▸ INSTRUCTIONS TO FOLLOW
Give the entries again exactly, every one of them.

[Records from a collection]
# # # #
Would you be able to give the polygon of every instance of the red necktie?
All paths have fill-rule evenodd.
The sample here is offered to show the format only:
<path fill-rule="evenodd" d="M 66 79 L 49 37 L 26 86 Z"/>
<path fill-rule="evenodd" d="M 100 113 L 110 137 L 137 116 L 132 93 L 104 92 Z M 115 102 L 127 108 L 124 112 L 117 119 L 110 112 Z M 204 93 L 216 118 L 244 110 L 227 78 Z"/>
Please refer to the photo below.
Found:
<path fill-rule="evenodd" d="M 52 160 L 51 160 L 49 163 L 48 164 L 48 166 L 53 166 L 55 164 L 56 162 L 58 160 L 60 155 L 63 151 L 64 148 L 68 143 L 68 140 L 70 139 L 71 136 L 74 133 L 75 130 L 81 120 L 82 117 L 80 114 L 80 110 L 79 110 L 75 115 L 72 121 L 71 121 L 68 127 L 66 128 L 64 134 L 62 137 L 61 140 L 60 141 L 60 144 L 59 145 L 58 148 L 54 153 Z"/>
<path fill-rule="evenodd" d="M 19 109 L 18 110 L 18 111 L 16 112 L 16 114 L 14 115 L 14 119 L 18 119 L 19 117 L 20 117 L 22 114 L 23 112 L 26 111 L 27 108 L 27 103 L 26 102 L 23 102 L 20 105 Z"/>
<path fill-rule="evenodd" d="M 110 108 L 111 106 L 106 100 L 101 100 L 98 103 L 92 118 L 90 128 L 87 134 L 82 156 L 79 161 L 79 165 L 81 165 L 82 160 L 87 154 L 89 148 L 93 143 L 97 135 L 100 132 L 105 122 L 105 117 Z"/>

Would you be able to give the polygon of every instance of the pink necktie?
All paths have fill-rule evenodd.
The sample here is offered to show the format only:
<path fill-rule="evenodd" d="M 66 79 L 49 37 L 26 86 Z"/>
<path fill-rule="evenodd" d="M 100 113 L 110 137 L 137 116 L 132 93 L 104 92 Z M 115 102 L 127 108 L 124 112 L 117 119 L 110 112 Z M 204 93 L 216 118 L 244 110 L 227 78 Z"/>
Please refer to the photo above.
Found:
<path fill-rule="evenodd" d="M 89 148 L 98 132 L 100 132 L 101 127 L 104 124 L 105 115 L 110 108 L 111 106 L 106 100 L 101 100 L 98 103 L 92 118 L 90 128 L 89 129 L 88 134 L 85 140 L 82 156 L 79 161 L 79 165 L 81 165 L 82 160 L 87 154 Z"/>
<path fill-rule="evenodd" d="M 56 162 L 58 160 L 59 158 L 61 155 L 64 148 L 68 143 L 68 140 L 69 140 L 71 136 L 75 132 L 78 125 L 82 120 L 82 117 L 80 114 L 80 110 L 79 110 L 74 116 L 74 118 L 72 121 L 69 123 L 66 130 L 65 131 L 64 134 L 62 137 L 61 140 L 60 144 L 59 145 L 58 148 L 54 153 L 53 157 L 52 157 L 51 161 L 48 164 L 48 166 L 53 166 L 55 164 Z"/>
# # # #
▸ RESULT
Would you be able to give the polygon of every instance of the red necktie?
All paths have fill-rule evenodd.
The sample here is offered to show the format only:
<path fill-rule="evenodd" d="M 66 79 L 49 37 L 26 86 Z"/>
<path fill-rule="evenodd" d="M 100 113 L 110 137 L 137 116 L 132 93 L 104 92 Z M 115 102 L 127 108 L 124 112 L 117 119 L 110 112 Z M 204 93 L 216 118 L 244 110 L 227 78 Z"/>
Please refer to the photo below.
Found:
<path fill-rule="evenodd" d="M 52 160 L 51 160 L 49 163 L 48 164 L 48 166 L 53 166 L 55 164 L 56 162 L 58 160 L 60 155 L 63 151 L 64 148 L 68 143 L 68 140 L 70 139 L 71 136 L 74 133 L 75 130 L 81 120 L 82 117 L 80 114 L 80 110 L 79 110 L 75 115 L 72 121 L 71 121 L 68 127 L 66 128 L 64 134 L 62 137 L 61 140 L 60 141 L 60 144 L 59 145 L 58 148 L 54 153 Z"/>
<path fill-rule="evenodd" d="M 19 109 L 18 110 L 18 111 L 16 112 L 16 114 L 14 115 L 14 119 L 18 119 L 19 117 L 20 117 L 22 114 L 23 112 L 26 111 L 27 108 L 27 103 L 26 102 L 23 102 L 20 105 Z"/>
<path fill-rule="evenodd" d="M 110 108 L 111 106 L 106 100 L 101 100 L 98 103 L 92 118 L 90 128 L 87 134 L 82 156 L 79 161 L 79 165 L 81 165 L 82 160 L 87 154 L 89 148 L 93 143 L 97 135 L 100 132 L 105 122 L 105 117 Z"/>

Would you be able to give the polygon of every instance of the pink necktie?
All paths have fill-rule evenodd.
The sample here is offered to show the format only:
<path fill-rule="evenodd" d="M 66 79 L 49 37 L 26 86 Z"/>
<path fill-rule="evenodd" d="M 100 113 L 110 137 L 137 116 L 132 93 L 104 92 Z M 115 102 L 127 108 L 124 112 L 117 119 L 110 112 Z M 204 93 L 216 118 L 244 110 L 227 78 Z"/>
Please refer to the photo above.
Found:
<path fill-rule="evenodd" d="M 89 148 L 98 132 L 100 132 L 101 127 L 104 124 L 105 115 L 110 108 L 111 106 L 106 100 L 101 100 L 98 103 L 92 118 L 90 128 L 89 129 L 88 134 L 85 140 L 82 156 L 79 161 L 79 165 L 81 165 L 82 160 L 87 154 Z"/>
<path fill-rule="evenodd" d="M 56 162 L 58 160 L 59 158 L 61 155 L 64 148 L 68 143 L 68 140 L 69 140 L 71 136 L 75 132 L 78 125 L 82 120 L 82 117 L 80 114 L 80 110 L 79 110 L 74 116 L 74 118 L 72 121 L 69 123 L 66 130 L 65 131 L 64 134 L 62 137 L 61 140 L 60 144 L 59 145 L 58 148 L 54 153 L 53 157 L 52 157 L 51 161 L 48 164 L 48 166 L 53 166 L 55 164 Z"/>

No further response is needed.